Point-per-instance localization data:
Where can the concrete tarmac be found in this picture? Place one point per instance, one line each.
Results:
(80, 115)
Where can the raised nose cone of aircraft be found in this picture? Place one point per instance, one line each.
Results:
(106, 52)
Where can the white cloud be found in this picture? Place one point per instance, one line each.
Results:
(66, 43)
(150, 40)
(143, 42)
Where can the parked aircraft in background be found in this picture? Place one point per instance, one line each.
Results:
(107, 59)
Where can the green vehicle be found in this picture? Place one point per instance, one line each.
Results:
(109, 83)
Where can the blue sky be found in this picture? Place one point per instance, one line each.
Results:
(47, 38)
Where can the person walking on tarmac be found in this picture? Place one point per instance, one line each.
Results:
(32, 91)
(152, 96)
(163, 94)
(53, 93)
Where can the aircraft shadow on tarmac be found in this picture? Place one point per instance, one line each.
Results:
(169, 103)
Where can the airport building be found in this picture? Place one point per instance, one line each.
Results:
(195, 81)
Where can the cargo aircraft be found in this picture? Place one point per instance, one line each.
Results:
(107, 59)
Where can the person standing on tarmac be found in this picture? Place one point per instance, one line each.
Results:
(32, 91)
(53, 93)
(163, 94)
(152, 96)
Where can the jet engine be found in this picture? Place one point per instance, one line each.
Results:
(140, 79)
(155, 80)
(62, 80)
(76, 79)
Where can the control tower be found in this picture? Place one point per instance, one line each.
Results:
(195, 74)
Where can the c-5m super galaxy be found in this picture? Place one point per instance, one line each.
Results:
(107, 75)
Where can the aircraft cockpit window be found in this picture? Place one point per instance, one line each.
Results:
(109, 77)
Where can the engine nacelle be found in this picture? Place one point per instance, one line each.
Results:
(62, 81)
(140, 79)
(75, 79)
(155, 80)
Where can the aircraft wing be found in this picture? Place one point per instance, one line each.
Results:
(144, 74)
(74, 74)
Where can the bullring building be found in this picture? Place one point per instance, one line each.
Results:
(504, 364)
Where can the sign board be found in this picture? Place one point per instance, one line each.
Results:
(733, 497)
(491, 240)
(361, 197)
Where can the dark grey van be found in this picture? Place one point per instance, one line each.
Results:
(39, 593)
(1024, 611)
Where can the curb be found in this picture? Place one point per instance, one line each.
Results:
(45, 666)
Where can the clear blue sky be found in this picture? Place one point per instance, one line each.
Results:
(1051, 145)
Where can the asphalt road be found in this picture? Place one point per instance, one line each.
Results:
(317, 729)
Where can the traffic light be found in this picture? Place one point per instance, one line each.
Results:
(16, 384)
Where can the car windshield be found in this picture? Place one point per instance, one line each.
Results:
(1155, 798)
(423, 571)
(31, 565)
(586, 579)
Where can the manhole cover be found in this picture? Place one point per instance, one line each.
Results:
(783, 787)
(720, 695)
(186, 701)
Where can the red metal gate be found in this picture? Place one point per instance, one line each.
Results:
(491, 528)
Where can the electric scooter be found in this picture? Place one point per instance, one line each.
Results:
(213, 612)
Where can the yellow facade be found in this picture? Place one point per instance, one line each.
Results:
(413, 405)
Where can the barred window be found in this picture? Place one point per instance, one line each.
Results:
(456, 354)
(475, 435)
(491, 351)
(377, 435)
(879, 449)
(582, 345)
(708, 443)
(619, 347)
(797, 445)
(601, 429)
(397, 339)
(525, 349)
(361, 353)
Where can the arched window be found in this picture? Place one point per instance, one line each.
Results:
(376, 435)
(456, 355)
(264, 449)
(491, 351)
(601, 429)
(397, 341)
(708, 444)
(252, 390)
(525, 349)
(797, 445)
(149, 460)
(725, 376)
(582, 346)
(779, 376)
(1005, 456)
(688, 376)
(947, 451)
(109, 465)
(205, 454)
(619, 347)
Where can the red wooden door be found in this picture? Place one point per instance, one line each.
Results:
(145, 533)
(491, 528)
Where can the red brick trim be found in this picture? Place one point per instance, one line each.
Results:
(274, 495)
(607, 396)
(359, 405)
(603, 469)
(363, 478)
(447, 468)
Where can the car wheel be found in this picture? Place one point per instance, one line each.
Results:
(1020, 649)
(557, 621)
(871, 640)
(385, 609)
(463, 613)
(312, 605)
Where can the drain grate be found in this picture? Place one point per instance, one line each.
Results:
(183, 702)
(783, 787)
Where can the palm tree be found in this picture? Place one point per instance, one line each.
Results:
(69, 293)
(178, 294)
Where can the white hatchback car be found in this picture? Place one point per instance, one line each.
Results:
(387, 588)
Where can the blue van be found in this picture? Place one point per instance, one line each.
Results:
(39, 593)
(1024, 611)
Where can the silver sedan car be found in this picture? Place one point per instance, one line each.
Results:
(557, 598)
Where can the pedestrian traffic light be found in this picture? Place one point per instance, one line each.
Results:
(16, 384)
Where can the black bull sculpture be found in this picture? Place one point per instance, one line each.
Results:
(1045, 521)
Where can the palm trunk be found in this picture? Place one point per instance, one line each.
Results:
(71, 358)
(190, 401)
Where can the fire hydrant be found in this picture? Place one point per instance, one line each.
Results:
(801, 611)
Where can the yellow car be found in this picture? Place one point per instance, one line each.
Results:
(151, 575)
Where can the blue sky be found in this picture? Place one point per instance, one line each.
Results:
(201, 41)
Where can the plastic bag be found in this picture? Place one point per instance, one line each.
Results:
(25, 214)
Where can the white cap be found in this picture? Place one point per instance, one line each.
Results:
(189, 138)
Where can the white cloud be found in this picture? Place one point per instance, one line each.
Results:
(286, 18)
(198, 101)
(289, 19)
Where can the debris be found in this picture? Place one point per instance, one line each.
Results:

=== The problem ===
Each record must be printed again, word for word, with nothing dropped.

=== Expected output ===
Where can the concrete tarmac be found in this picture? Place one point per instance, one line each.
Results:
(80, 115)
Where can the raised nose cone of aircraft be found in this picture? Place one point per instance, one line each.
Results:
(106, 52)
Where can the white cloud be found in this picture? Place one point per instance, one line each.
Results:
(66, 43)
(150, 40)
(143, 42)
Where can the parked aircraft in background be found in this picture? Place one point per instance, one line each.
Results:
(107, 59)
Where can the green vehicle be found in this picture? Place one point per instance, one line each.
Results:
(109, 83)
Where can the blue sky be found in this picture? Place one point per instance, one line each.
Results:
(47, 38)
Where can the person walking on tarmac be found in this picture? Place one point per instance, one line each.
Results:
(32, 91)
(152, 96)
(163, 94)
(53, 93)
Where can the aircraft shadow on tarmac be found in this picture? Place one point per instance, one line each.
Results:
(169, 103)
Where can the airport building be found in this picture? Place one point per instance, one line each.
Results:
(195, 81)
Where can the cargo aircraft be found in this picture? Place one point per instance, one line each.
Results:
(107, 59)
Where can the person standing on tarmac be found in this picture? Place one point per instance, one line each.
Results:
(32, 91)
(53, 93)
(163, 94)
(152, 96)
Where can the jet engine be found in this picture? Place one point per instance, one line each.
Results:
(140, 79)
(155, 80)
(62, 80)
(76, 79)
Where can the control tower be found in this picture? Place one point per instance, one line each.
Results:
(195, 74)
Where can the c-5m super galaxy be found in this picture? Place one point per instance, one line each.
Results:
(107, 75)
Where can the aircraft cockpit window be found in this picture? Place one point per instance, one line each.
Results:
(109, 77)
Where can the engine nacelle be found in this picture? Place one point per instance, one line each.
Results:
(62, 81)
(140, 79)
(75, 79)
(155, 80)
Where can the aircraft wing be found in this picture? Place one point per instance, one line each.
Results:
(144, 74)
(74, 74)
Where can the bullring building be found in this picture? Place one point per instance, one line each.
Results:
(504, 364)
Where can the sign board be found in this picture? Place one point per instance, one line each.
Results:
(733, 497)
(491, 240)
(361, 197)
Where can the dark grey van be found in this picture? Place one point per instance, one line each.
Results:
(39, 593)
(1024, 611)
Where can the curb be found in this picture? Place one point per instance, one line each.
Results:
(45, 666)
Where can the clear blue sky be found in this picture? Place one point per instance, one line each.
Results:
(1051, 145)
Where can the asphalt road be found in this picture? Place one point per instance, one line each.
Results:
(317, 729)
Where can the traffic light be found in this picture? Place one point per instance, one line each.
Results:
(16, 384)
Where can the car windshield be found in this picture? Place one point per instance, one line each.
Results:
(1155, 798)
(423, 571)
(31, 565)
(586, 579)
Where can the manhole cover be found in this picture? Place one point per instance, one line each.
Results:
(783, 787)
(720, 695)
(186, 701)
Where can the red metal gate be found in this picture? Place one point per instance, one line each.
Results:
(491, 528)
Where can the electric scooter be found in this picture? Place one point per instance, one line each.
Results:
(213, 612)
Where can the yellow facade be found in this picture? Place one point per instance, one line each.
Results:
(413, 405)
Where can the barred window be found in this picture? Place one point per instance, one line each.
Results:
(456, 354)
(475, 435)
(491, 351)
(377, 435)
(879, 449)
(582, 345)
(708, 443)
(619, 347)
(797, 445)
(601, 429)
(397, 339)
(525, 349)
(361, 353)
Where can the arched window be found in this picture? Place one point per instance, one line each.
Results:
(376, 435)
(456, 355)
(264, 449)
(491, 351)
(601, 429)
(397, 341)
(708, 444)
(252, 390)
(525, 349)
(797, 445)
(149, 460)
(725, 376)
(582, 346)
(779, 376)
(1005, 456)
(688, 376)
(947, 451)
(109, 465)
(205, 454)
(619, 347)
Where can the red wooden door be found in this picture? Place one point per instance, one line each.
Results:
(145, 533)
(491, 528)
Where can the red brick trim be found in this picture? Place one point per instance, one line each.
Results:
(274, 495)
(607, 396)
(359, 405)
(603, 469)
(363, 478)
(447, 468)
Where can the car wheel be found in this picture? Place one point per instance, one line each.
Results:
(1020, 649)
(557, 621)
(871, 640)
(385, 609)
(463, 613)
(312, 605)
Where can the drain grate be found in this picture? Place one point per instance, one line each.
Results:
(183, 702)
(783, 787)
Where can the palm tree be found in this picture? Place one point per instance, one line each.
Results:
(69, 293)
(178, 294)
Where can the white hatchback car be found in this picture? Place one point per instance, one line each.
Results:
(387, 588)
Where can the blue van be found in this picture? Place one point per instance, one line each.
Results:
(39, 593)
(1024, 611)
Where can the silver sedan car be found in this picture? Place one point per instance, one line each.
Results:
(557, 598)
Where can the pedestrian traffic light be found in this picture? Place one point per instance, one line each.
Results:
(16, 384)
Where can the black bull sculpture be found in this picture? Place one point per instance, one line each.
Results:
(1045, 521)
Where can the palm trunk be found in this picture? Place one point per instance, one line each.
Results:
(71, 358)
(190, 401)
Where can the fire hydrant be found in this picture? Place one point per instance, one line each.
Results:
(801, 611)
Where can the yellow car be found in this picture? Place one point per instance, one line each.
Results:
(151, 575)
Where can the blue sky be found in this picture? Place one point per instance, one line each.
Results:
(201, 41)
Where can the plastic bag be found in this picture? Place one point per instance, one line each.
Results:
(25, 214)
Where can the white cap be found in this picture? Place one point per instance, one line each.
Results:
(189, 138)
Where can the white cloud be found in this picture? Place one point per instance, one line each.
Results:
(286, 18)
(198, 101)
(289, 19)
Where can the debris be found in this picture? Place one point per instance, one line each.
Results:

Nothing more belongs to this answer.